**** Selected excerpt ****

Feeling like crap

 I feel terrible. I don't want to write. I want to curl up in bed and watch episode after episode of a show and hope this feeling goes away. But I suppose part of the reason I wanted to write this blog was to track my experience. 

I've been learning about PAWS. Apparently, as you get past acute withdrawal there's this space called post-acute withdrawal where people like me, who have spent prolonged periods of time using substances, get to lounge in. For how long? Well, it varies ranging from weeks to two years!  

Symptoms are shit. The ones I have are: 

  • Massive brain fog
  • Extreme fatigue. I go to bed at the same time every day and wake up at the same time every day and honey, I have been EXHAUSTED. EXHAUSTED I tell ya. I'm walking about the place yawning all day.

**** Provided records ****

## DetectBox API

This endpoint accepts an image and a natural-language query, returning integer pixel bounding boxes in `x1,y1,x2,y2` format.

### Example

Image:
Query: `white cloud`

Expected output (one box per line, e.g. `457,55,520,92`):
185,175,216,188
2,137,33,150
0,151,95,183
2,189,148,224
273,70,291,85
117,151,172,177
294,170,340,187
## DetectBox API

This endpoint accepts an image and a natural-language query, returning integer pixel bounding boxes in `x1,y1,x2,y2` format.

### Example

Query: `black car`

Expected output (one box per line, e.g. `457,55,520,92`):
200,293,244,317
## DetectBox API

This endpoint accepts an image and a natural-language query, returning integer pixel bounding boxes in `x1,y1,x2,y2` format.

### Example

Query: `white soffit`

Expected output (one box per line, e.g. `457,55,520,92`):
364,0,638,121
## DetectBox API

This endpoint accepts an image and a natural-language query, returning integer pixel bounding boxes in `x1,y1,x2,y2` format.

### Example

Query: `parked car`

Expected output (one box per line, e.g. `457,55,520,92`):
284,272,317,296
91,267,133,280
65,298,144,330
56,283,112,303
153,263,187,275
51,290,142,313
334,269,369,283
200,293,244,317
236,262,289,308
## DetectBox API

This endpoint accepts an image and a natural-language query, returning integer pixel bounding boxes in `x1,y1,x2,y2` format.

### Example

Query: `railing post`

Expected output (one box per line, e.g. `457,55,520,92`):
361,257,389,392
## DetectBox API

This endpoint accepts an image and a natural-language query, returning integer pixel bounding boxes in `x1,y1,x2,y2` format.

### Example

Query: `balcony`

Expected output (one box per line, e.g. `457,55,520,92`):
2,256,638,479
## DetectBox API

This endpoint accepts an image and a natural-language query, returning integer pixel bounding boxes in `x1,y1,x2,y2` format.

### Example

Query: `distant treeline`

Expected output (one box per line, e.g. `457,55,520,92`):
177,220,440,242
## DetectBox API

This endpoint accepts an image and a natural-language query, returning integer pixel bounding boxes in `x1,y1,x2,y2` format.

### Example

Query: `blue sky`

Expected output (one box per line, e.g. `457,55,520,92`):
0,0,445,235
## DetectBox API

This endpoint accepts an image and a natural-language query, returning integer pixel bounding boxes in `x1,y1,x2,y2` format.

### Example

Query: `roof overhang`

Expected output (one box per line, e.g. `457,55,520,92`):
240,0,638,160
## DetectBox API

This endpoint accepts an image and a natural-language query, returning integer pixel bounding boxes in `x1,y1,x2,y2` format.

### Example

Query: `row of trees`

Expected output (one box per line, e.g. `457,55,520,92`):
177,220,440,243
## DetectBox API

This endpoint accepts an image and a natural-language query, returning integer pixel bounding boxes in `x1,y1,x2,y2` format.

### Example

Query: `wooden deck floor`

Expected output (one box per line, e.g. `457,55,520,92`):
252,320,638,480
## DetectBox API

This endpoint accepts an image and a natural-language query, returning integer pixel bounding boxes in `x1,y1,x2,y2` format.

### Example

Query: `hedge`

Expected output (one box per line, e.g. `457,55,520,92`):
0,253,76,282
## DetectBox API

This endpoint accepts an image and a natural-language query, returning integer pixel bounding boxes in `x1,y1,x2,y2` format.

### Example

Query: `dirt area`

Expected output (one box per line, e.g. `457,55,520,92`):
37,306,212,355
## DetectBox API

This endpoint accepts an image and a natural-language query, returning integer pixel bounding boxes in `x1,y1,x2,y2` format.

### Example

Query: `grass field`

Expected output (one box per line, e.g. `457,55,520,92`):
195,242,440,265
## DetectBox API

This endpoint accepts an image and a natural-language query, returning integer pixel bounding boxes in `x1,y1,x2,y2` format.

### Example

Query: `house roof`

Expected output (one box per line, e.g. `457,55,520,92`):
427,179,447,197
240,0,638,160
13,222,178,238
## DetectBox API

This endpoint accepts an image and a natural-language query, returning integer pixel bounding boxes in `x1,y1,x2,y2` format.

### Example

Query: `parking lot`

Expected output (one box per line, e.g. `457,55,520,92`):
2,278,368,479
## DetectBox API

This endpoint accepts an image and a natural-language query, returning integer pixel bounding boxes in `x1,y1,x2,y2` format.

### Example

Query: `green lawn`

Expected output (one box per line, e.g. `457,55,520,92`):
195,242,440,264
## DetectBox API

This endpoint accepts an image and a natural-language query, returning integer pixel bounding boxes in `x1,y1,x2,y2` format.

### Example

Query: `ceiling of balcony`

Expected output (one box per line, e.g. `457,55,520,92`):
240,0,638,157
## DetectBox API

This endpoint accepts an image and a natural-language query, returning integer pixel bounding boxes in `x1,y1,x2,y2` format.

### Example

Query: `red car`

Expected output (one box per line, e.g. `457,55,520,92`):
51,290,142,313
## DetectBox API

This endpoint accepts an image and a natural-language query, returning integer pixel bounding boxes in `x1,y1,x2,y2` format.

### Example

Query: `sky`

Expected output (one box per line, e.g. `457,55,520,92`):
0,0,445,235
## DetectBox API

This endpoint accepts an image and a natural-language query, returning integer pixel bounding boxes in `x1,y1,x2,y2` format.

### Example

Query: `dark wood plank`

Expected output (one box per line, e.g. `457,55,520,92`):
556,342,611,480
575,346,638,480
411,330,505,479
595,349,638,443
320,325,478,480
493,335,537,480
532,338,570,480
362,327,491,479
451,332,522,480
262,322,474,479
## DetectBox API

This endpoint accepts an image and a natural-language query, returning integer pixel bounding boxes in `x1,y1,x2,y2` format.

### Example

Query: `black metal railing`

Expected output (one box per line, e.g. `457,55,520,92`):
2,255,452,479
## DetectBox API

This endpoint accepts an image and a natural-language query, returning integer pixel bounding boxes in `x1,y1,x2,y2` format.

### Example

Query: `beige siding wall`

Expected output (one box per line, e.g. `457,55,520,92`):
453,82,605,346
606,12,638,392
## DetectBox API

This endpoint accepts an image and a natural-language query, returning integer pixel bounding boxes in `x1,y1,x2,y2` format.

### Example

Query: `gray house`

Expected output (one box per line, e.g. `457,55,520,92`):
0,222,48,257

****

Study questions:
1. In the blog post about post-acute withdrawal, how long can the post-acute withdrawal stage last?
2. Continue the blog post about post-acute withdrawal from the point where it stops.
The entries have no connection to the blog post about post-acute withdrawal.

Results:
1. It can last anywhere from weeks to two years.

2.
  • Lack of motivation
  • Bursts of anger 
  • Feelings of gratitude 
  • Feelings of despondency 

The first time I felt this way was about a week ago. I thought it was because I was on my period. I thought it was because I may be lacking in iron (these past few months, I have dramatically reduced my intake of red meat). I thought it was a combination of the two. Heck, I even thought it might be Long Covid (the symptoms some people experience after having had covid including brain fog and fatigue). But then I find out about PAWS. And I'm glad I did but also, FFS! (for all you non-potty mouths out there, that stands for; for f*** sake!) A common British phrase. I exclaim this because I kinda hoped that what I had to battle against was my mind and that's it. Now I have to battle these chemical attacks as my body re-balances. 

I do have to say, how wonderful that my body is re-balancing. After all these years of drinking tons every day, of smoking intensely for a very long time, it's remarkable that my body wants to still help me out by returning to a pre - battered state. Aaaww. Well when I think about it that way, I feel like a right dick. 

If anyone ever reads this and is going through something similar, think of how you can help your body out as it tries to get you all healed up. I'm going to help out by exercising and remembering that this is a sign of healing. 

And I'll refrain from the woe is me stuff. Because I'm not woe. I'm doing an incredible thing. That's a strong woman right there. 

:)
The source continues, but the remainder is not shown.